**** Excerpted data

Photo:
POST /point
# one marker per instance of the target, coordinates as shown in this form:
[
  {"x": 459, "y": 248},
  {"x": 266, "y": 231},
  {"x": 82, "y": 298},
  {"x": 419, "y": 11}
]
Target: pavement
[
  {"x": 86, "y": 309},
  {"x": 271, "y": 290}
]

********

Reproduce all of the material above in full, shifting every x and y coordinate in the answers by -22 and leaving everything else unchanged.

Photo:
POST /point
# one marker per instance of the target, coordinates as shown in this form:
[
  {"x": 459, "y": 248},
  {"x": 266, "y": 231},
  {"x": 82, "y": 298},
  {"x": 419, "y": 11}
]
Target: pavement
[
  {"x": 64, "y": 287},
  {"x": 249, "y": 268}
]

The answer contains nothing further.